WORK REQUIRED – Every line from the one with "I'm trying to find the tall" to the end of the entries, both included, is to be copied exactly; the other lines stay out.

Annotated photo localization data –
'''
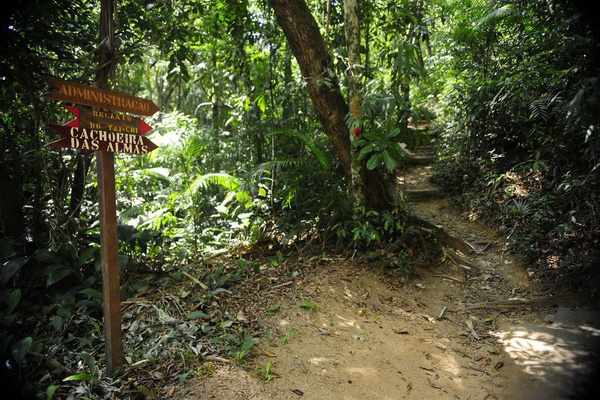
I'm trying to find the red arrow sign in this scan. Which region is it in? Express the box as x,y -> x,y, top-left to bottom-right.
46,124 -> 158,155
41,75 -> 159,116
64,106 -> 153,135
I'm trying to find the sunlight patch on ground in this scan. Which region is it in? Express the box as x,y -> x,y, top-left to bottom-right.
494,308 -> 600,399
343,365 -> 377,377
308,356 -> 334,372
335,314 -> 360,329
495,327 -> 573,377
431,351 -> 462,377
276,318 -> 290,328
580,324 -> 600,336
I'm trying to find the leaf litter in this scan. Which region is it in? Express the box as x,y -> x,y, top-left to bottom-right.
48,171 -> 596,400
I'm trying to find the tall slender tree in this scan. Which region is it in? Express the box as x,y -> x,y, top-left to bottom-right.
344,0 -> 365,208
268,0 -> 395,210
'''
TASK OUTPUT –
I'm trying to find the tall slender tree in this scan. Which region is it in? Express the box as x,y -> x,y, top-left to bottom-right.
344,0 -> 365,208
268,0 -> 395,210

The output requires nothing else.